» **TRECHO SELECIONADO**
+ + + + +

Insurge-se, porém, o católico liberal ou humanista, brandindo, como derradeiro e desesperado recurso, duas passagens dos Evangelhos que lhe parecem, enfim, dar-lhe toda a razão:

a) “Dai a César”, diz Nosso Senhor mesmo, “o que é de César, e a Deus o que é de Deus” (Mat., XX, 21);

b) “Meu reino não é deste mundo”, diz o Redentor a Pilatos; “se meu reino fosse deste mundo, certamente os meus ministros se haviam de esforçar para que eu não fosse entregue aos judeus; mas meu reino”, insiste, “não é daqui” (Jo., XVIII, 36).

+ + + + +

» **ENTRADAS LISTADAS**

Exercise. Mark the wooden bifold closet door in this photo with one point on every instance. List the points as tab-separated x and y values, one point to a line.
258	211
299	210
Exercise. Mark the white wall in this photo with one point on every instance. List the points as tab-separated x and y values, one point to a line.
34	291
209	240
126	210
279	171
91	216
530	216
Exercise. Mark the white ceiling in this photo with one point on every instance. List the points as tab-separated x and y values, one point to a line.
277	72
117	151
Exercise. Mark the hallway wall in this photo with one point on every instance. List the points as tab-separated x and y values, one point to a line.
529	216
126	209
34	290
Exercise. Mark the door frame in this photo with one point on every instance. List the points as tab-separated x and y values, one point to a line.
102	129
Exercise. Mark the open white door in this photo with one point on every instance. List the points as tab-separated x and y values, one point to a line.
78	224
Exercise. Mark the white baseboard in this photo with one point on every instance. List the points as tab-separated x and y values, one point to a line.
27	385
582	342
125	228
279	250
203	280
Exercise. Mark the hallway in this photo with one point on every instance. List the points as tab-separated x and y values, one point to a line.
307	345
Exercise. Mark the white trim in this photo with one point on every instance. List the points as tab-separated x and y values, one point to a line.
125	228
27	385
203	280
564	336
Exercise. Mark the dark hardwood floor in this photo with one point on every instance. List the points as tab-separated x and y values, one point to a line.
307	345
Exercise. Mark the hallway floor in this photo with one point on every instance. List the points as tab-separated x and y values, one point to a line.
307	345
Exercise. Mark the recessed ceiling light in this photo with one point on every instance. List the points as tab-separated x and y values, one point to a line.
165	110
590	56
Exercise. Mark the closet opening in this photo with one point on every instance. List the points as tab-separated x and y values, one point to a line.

+ + + + +

» **TAREFAS DO EXERCÍCIO**
• 1. Devolva, sem mudar nada, a parte do trecho que vai de "Insurge-se, porém, o" até "(Jo., XVIII, 36).".
• 2. Liste todos os nomes e títulos com inicial maiúscula que, no trecho, designam pessoas ou figuras.
• 3. Responda, com base no trecho:
(a) Que referência bíblica acompanha a frase "Dai a César"?
(b) A quem o Redentor dirige as palavras "Meu reino não é deste mundo"?
(c) A quem, segundo essa fala, os ministros se esforçariam para que ele não fosse entregue?
As entradas são um material à parte do trecho.

» **RESPOSTAS DOS EXERCÍCIOS**
• 1.
Insurge-se, porém, o católico liberal ou humanista, brandindo, como derradeiro e desesperado recurso, duas passagens dos Evangelhos que lhe parecem, enfim, dar-lhe toda a razão:

a) “Dai a César”, diz Nosso Senhor mesmo, “o que é de César, e a Deus o que é de Deus” (Mat., XX, 21);

b) “Meu reino não é deste mundo”, diz o Redentor a Pilatos; “se meu reino fosse deste mundo, certamente os meus ministros se haviam de esforçar para que eu não fosse entregue aos judeus; mas meu reino”, insiste, “não é daqui” (Jo., XVIII, 36).

• 2. César, Deus, Nosso Senhor, Redentor, Pilatos

• 3.
(a) Mat., XX, 21
(b) A Pilatos
(c) Aos judeus